§ TASK LIST
1. Repeat everything in the journalism class blog below from "[UPDATE: Please be" down to "and citizen journalism.".
2. Write the next part of the journalism class blog below, picking up right after its last sentence.

§ SOURCE TEXT
Angela Grant has posted a previous blog entry on Weinroth's visit to the UT Multimedia Journalism class here taught by Rosental Alves. Be sure to check out her thorough posting.

Question for the Week: 11/14

[UPDATE: Please be sure to reference citizen journalism sites in your response]
Referring to either layer number 6 or 7 from Steve Outing's article, the 11 layers of citizen journalism, comment on the role that citizen journalism can play in impacting the production and dissemination of news. Make reference to other commenters on this article, including Gillmor's note for the inclusion of more layers, Grubisich's commentary on the poor content level of citizen journalism publications, and Heaton's rebuttal on the insulting comparison between mainstream journalism and citizen journalism.

Wednesday, November 09, 2005

New Tools for Submitting Group Assignments

As we discussed in class, there are two solutions for posting your group assignments. Both of these solutions make use of your ourmedia.org accounts, where you can store your video and audio files for your projects (if they involve multimedia).

§ SUPPLIED MATERIAL
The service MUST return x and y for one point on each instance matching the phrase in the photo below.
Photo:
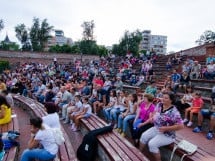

§ IN RESPONSE
1.
[UPDATE: Please be sure to reference citizen journalism sites in your response]
Referring to either layer number 6 or 7 from Steve Outing's article, the 11 layers of citizen journalism, comment on the role that citizen journalism can play in impacting the production and dissemination of news. Make reference to other commenters on this article, including Gillmor's note for the inclusion of more layers, Grubisich's commentary on the poor content level of citizen journalism publications, and Heaton's rebuttal on the insulting comparison between mainstream journalism and citizen journalism.

2.
Now, to the two solutions:

1. You can create a group account on Blogger.com and through the admin interface invite the other members of the group to join. Whoever creates the group account must authorize the other team members, once they accept the invite, to have admin status such that you can all collaboratively post and edit the entries to the blog. Since it is best to not edit entries after posting them, please remember that you can store your post in draft format, and you can make use of clever titles to the post, like version 2.0, to indicate the changed status of the story. From blogger, you can link to your audio/video files stored on ourmedia.org.

2. The second solution is a full-blown wiki alternative called seedwiki, via URL http://www.seedwiki.com/?ld=2005,11,9,11,9,9. You must create a free account, then create a new wiki, and from then on, it is straight HTML. As you can see, wikis do require some rudimentary knowledge of HTML, mostly heading tags, paragraph tags, and breaktags. The method of creating new pages is simply to edit an existing page, and within the edit box include a new page name with format [newpagenamehere]. On saving the page, the new page created will appear with a question mark: clicking on the question mark and entering content in the edit box makes the page a viable, alive page. Then, that is all there is too it. For the more adventurous, you can tweak the template, but this is not a requirement since the format appearance looks very much like a wiki, which is good.

Use whichever method you prefer, just be sure to let me know the URL of your post, ensuring that 80% of the content is near a complete state when you submit.

Please add any questions you have to this post as it relates to the actual format of the group assignments or configuration issues on either of the solutions.

Who said this citizen journalism thing was easy work! Good luck!

URLs for Class Session 11/09

Following through on the taxonomies that we have developed for the way that blogging (text) is being incorporated into MSM Web sites, you can use the following URLs. We have already covered how beat blogs/opinion blogs are being used in the newsroom. See the remainder of the URLs for other examples of blogging under the umbrella of MSM.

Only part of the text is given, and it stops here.